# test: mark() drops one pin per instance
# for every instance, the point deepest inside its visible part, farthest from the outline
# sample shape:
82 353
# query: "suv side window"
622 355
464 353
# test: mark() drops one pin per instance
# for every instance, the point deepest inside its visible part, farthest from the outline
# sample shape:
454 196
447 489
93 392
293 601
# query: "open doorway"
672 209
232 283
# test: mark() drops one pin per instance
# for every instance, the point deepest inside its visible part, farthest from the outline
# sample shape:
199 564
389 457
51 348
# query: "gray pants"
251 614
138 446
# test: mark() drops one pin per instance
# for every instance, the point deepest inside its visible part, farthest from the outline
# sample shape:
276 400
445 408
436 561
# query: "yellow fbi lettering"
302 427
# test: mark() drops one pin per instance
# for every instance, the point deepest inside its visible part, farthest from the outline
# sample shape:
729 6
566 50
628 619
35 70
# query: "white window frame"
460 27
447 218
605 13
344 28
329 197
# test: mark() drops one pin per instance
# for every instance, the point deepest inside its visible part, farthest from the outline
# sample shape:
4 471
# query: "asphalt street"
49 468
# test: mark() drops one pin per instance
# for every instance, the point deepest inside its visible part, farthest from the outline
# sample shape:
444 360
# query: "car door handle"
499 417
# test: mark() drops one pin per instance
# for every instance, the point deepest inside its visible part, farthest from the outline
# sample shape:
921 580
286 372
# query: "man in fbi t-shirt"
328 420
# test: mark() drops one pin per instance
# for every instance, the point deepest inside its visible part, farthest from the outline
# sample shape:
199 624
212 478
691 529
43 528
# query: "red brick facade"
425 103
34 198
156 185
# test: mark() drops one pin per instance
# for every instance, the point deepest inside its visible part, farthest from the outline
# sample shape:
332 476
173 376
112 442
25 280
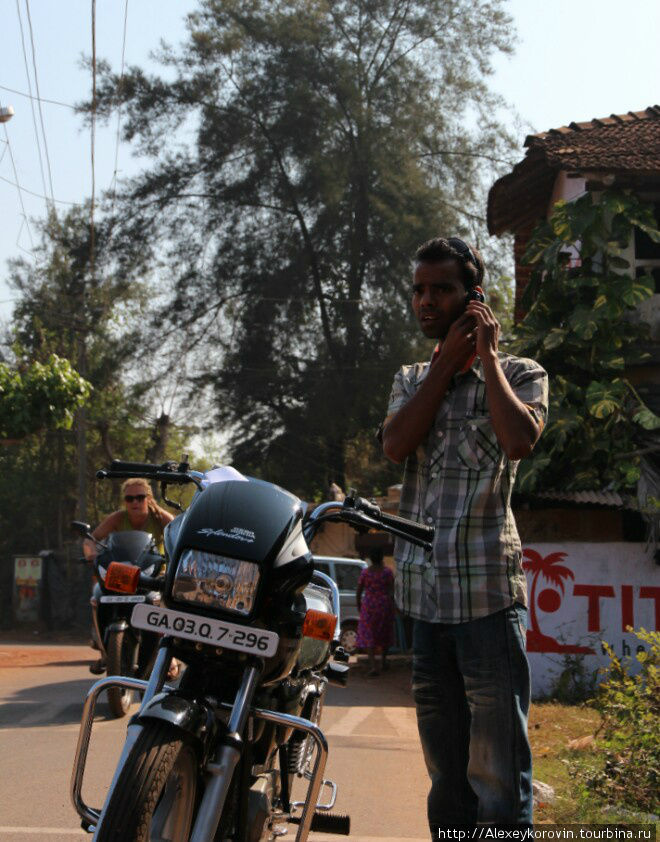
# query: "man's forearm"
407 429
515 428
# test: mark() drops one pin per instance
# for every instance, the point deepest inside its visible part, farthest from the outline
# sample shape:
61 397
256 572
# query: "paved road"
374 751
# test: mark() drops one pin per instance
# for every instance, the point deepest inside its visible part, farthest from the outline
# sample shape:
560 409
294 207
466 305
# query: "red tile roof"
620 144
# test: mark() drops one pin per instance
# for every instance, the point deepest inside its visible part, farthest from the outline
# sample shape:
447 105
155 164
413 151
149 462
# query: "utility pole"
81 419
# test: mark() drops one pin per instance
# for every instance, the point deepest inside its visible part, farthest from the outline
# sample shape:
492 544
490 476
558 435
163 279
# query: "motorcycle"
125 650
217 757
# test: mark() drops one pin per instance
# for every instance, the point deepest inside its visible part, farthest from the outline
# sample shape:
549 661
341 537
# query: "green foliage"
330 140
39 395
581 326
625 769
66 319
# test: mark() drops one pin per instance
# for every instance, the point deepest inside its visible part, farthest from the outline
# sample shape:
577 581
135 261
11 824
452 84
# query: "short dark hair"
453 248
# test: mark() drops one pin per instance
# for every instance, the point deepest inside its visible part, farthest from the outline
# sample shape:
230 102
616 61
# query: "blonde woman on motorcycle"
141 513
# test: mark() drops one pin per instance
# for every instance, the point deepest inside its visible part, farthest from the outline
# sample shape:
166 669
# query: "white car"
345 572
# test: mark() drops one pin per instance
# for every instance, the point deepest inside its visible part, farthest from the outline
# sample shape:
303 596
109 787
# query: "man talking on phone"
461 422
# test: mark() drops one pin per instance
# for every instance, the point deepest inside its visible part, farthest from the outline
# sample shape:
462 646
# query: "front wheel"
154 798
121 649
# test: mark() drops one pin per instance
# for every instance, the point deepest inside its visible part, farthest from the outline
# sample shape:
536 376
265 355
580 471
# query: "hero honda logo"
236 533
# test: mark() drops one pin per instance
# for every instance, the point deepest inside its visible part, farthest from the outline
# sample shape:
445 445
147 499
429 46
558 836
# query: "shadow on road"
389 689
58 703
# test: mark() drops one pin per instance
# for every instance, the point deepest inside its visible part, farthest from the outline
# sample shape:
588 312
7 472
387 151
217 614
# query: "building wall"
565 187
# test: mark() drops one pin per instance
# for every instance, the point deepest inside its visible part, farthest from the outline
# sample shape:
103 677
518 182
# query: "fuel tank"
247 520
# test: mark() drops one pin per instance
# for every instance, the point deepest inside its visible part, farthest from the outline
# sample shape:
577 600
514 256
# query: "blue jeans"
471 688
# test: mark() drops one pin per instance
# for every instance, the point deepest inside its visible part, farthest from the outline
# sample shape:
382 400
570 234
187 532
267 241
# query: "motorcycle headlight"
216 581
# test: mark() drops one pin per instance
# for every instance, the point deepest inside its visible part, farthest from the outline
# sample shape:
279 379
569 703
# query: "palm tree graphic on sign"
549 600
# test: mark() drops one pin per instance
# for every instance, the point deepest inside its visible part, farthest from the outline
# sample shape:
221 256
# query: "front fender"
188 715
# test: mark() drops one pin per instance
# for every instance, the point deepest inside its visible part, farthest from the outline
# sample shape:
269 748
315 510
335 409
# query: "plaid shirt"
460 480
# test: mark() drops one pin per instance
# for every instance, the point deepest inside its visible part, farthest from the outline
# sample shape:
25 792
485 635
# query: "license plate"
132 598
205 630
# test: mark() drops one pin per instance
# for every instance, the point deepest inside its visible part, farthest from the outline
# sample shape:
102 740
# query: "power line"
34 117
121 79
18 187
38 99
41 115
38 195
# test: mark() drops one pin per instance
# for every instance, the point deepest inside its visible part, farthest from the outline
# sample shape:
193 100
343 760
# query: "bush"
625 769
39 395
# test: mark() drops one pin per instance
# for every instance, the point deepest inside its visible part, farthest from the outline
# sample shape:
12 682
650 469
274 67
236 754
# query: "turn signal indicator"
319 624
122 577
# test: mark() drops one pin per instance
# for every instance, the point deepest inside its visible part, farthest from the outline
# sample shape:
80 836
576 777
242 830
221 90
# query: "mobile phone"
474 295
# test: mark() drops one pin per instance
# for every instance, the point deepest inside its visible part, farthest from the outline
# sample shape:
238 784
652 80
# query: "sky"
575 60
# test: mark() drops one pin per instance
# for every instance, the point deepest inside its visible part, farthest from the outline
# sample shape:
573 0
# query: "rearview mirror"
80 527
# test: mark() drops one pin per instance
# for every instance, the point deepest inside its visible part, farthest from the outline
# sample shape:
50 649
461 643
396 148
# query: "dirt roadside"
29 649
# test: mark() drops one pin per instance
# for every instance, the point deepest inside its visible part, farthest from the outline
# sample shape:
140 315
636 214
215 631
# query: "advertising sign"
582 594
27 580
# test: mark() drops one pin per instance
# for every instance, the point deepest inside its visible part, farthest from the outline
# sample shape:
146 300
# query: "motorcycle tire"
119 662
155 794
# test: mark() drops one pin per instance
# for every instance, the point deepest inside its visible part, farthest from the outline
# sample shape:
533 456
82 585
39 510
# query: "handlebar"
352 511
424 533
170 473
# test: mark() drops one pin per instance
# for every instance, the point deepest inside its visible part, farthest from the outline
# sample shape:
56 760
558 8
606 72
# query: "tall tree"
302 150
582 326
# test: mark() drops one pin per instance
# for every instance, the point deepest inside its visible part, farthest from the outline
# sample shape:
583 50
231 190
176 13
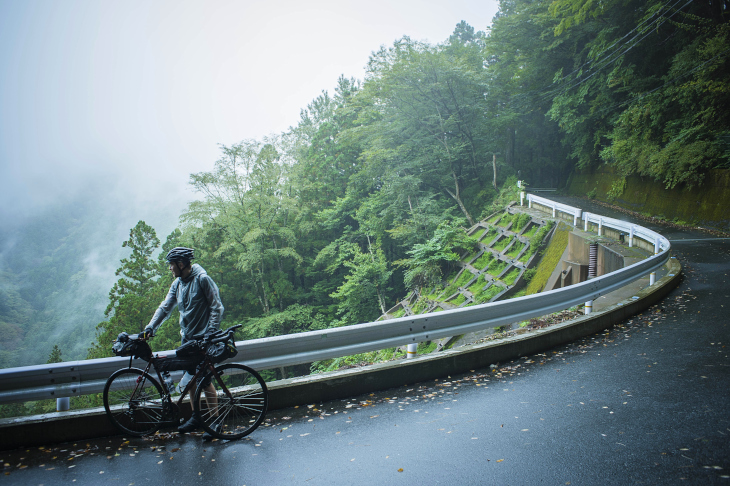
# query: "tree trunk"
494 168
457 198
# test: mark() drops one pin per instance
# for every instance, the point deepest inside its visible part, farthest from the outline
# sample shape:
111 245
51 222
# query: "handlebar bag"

# # # #

SET PROBLEM ::
Write out the whole listing again, exactly, with no pictures.

EXERCISE ANSWER ::
# test: mark() drops one pin per instance
# for every instance, the point deepest inside its visible part, farthest from the outline
# sample shape:
82 353
# query: "suv side window"
622 355
464 353
# test: mark() drops one pin per instance
# for every instance, the point deepest inside its visible part, farthest from the outline
# sample shape:
454 196
447 489
93 392
293 601
# query: "open doorway"
672 209
232 283
# test: mark() drops one pin per instance
# for every instance, the point deepest inside its visible part, farthest from the outline
# sample shape:
199 564
389 457
51 348
# query: "gray pants"
251 614
138 446
# test: mark() drops one pin per instance
# for every instance, the point deepest inside its visible part, farthest from the outline
# sample shape:
276 400
445 408
436 561
# query: "yellow fbi lettering"
302 427
# test: mark() drops one pin per instance
# for every instance, the point deepest inside its visible part, farthest from the outline
# sample shape:
729 6
566 50
628 619
35 70
# query: "white window frame"
460 27
447 218
605 13
344 28
329 197
# test: mark() drops one pin per instance
# for every instance, the point deepest inside its visible part, farthest from the outline
# sample shape:
4 471
# query: "asphalt street"
49 468
# test: mark() drops one pin per instance
# for every instance, the point deepest inside its visible part, farthest from the outline
# sample shape:
444 360
# query: "car door handle"
499 417
# test: mark() drops one pin per instance
# for every instance, the point deepest inside its visible part, farthest from the outline
# sample shape:
921 580
286 372
# query: "man in fbi t-shirt"
328 420
# test: mark() drops one pin per instance
# for every instance, the point deepest inside its visible part, farthest from the outline
# sample shape:
199 624
212 478
691 529
43 528
# query: "red brick facade"
425 103
34 198
156 185
# test: mark() drops one pin per instance
# for every instance, the point deepest inside its visible part, farthest from the outline
# sample shape:
332 476
173 376
112 442
25 280
# query: "man's forearm"
407 429
515 428
# test: mark() drops one pin per instance
# for every instance, the point deepest inside its visible part, farthest from the outline
# sample shape:
61 397
256 572
# query: "paved road"
374 751
# test: mark() drops one pin per instance
# for every instance, the point deepest inside its visible part, farthest from the outline
# sample shape:
560 409
294 207
466 305
# query: "red tile roof"
620 144
# test: mark() drops one pin per instance
# for every instance, the point deepest inside its visible part, farthest from the outline
# sample shape:
447 105
155 164
413 151
149 462
# query: "utility pole"
81 419
# test: mark() drops one pin per instance
# for every instance, the point deepest inside its visible part, farthest from the outline
# sample shape:
492 544
490 476
558 435
163 279
# query: "motorcycle"
125 650
217 757
# test: mark() drops one pin per instance
# for every instance, the point deepest inside its visible part, farthest from the outline
# sample shape:
549 661
341 537
# query: "green foliage"
330 140
39 395
581 326
625 769
66 319
# test: mark() drops one pin per instance
# for every instance, the point deepest inside its visible part, farthest from the outline
# sample shape:
577 581
135 261
11 824
452 84
# query: "short dark hair"
453 248
# test: mark() drops one pin per instance
# for every instance, the point deepest inside its visible part, farthest from the outline
# sample shape:
230 102
616 61
# query: "blonde woman on motorcycle"
141 513
# test: mark() drops one pin per instance
# for every instance, the point deepest inside its visible part, farthest from the outline
# sample shape:
166 669
# query: "white car"
345 572
# test: mark() drops one pin per instance
# for every instance, the point deepest inside its visible part, farthest from the outline
# sample shape:
303 596
109 787
# query: "man talking on phone"
461 422
# test: mark() drops one pin per instance
# for every instance, the point deepest inside its visible part, farthest from the outline
# sample shape:
462 646
# query: "front wheel"
154 798
121 649
# test: mark() drops one pin per instance
# for every instance, the point deepest inside its visible part, farthest from the outline
# sample shape:
536 376
265 355
580 471
# query: "hero honda logo"
236 533
# test: mark() drops one pin per instance
# for every instance, the point deepest inside its visible part, farthest from the outline
# sample shape:
445 445
147 499
429 46
558 836
# query: "shadow on road"
389 689
58 703
# test: mark() drops one pin per instance
# for every instance, the point deepest inside its visible part, farthest from the outline
# sample shape:
588 312
7 472
387 151
217 614
# query: "building wall"
565 187
# test: mark() drops one pin per instance
# for every instance, the point deepest inside its visible part, farthest from the outline
# sample shape:
103 677
518 182
# query: "fuel tank"
247 520
# test: mark() drops one pin per instance
# for every instance, the point deepest inside its visible part, farthest from the outline
# sample shape:
577 600
514 256
# query: "blue jeans"
471 688
# test: mark() drops one pin per instance
# for every instance, the point deepest inside its visible part, farthest from the outline
# sample shape:
382 400
570 234
187 532
267 241
# query: "motorcycle headlight"
216 581
# test: mark() drops one pin per instance
# for every instance, the point deepest inside its visible part, farthest from the outline
# sample shape:
279 379
569 703
# query: "palm tree graphic on sign"
549 600
# test: mark() drops one pin per instance
# for every instance, the point deepest inside its visible part, farthest from the outline
# sample shape:
221 256
# query: "front fender"
188 715
# test: mark() drops one pin per instance
# for every instance, the point deepest inside its visible part, farthest from the outline
# sample shape:
269 748
315 510
335 409
# query: "plaid shirt"
460 480
# test: mark() drops one pin per instance
# for every instance, the point deepest inside its visible part, farthest from the outline
# sample shape:
25 792
485 635
# query: "license plate"
132 598
205 630
# test: mark() drops one pin per instance
# for every instance, the point deepest inside its visible part, farthest from the outline
# sample shape:
102 740
# query: "power line"
34 117
121 79
18 187
38 99
41 115
38 195
# test: mark() drops one pin per instance
# for every instance, the point deepest inside its visible part, farthest from the outline
# sample shape:
193 100
343 760
# query: "bush"
625 769
39 395
# test: mark() drops one pin per instance
# for every instance, the point deepest inside its visible part, farthest from the outline
# sample shape:
12 682
650 469
274 67
236 754
# query: "turn signal indicator"
319 624
122 577
# test: mark() drops one pin per instance
# for every instance, the point deepest inside its visible part, farthest from the outline
# sample shape:
80 836
576 777
242 830
221 90
# query: "mobile phone"
474 295
# test: mark() drops one pin per instance
# for every instance, the point deepest inside its visible part, farthest from the outline
# sample shape:
238 784
652 80
# query: "sky"
575 60
# test: mark() drops one pin per instance
# for every instance, the point deepest inside its visible part, farthest from the outline
# sample shape:
573 0
# query: "rearview mirror"
80 527
# test: mark() drops one pin per instance
# for every instance, the point deepest inside its visible part, farthest from the outline
# sample shape:
50 649
461 643
396 148
# query: "dirt roadside"
29 649
# test: mark() drops one pin per instance
# for every instance, the point deepest inside its visible part, farthest from the outline
# sample shape:
140 315
636 214
215 631
# query: "advertising sign"
582 594
27 580
# test: mark() drops one pin per instance
# for every instance, the point deepest inside its visible part, farthest from the outline
# sample shape:
146 300
# query: "motorcycle tire"
119 662
155 794
# test: mark() drops one pin per instance
# for every instance, the point deepest inside its visible part, farthest from the outline
# sample shape:
533 456
82 585
39 510
# query: "handlebar"
352 511
424 533
170 473
# test: mark() drops one pin per instance
# for every instance, the point deepest inside its visible part, farthest from the outline
# sample shape:
56 760
558 8
606 72
# query: "tall tree"
302 150
582 326
# test: mark() drops one pin per instance
# for every instance, the point deepest inside its visible part, farthest from the outline
# sample shape:
583 50
231 190
176 13
# query: "tree trunk"
494 168
457 198
# test: mark() drops one pin per instance
# for every instance, the point deepest inside its visible part, farthest from the outline
# sample shape:
111 245
51 222
# query: "handlebar bag"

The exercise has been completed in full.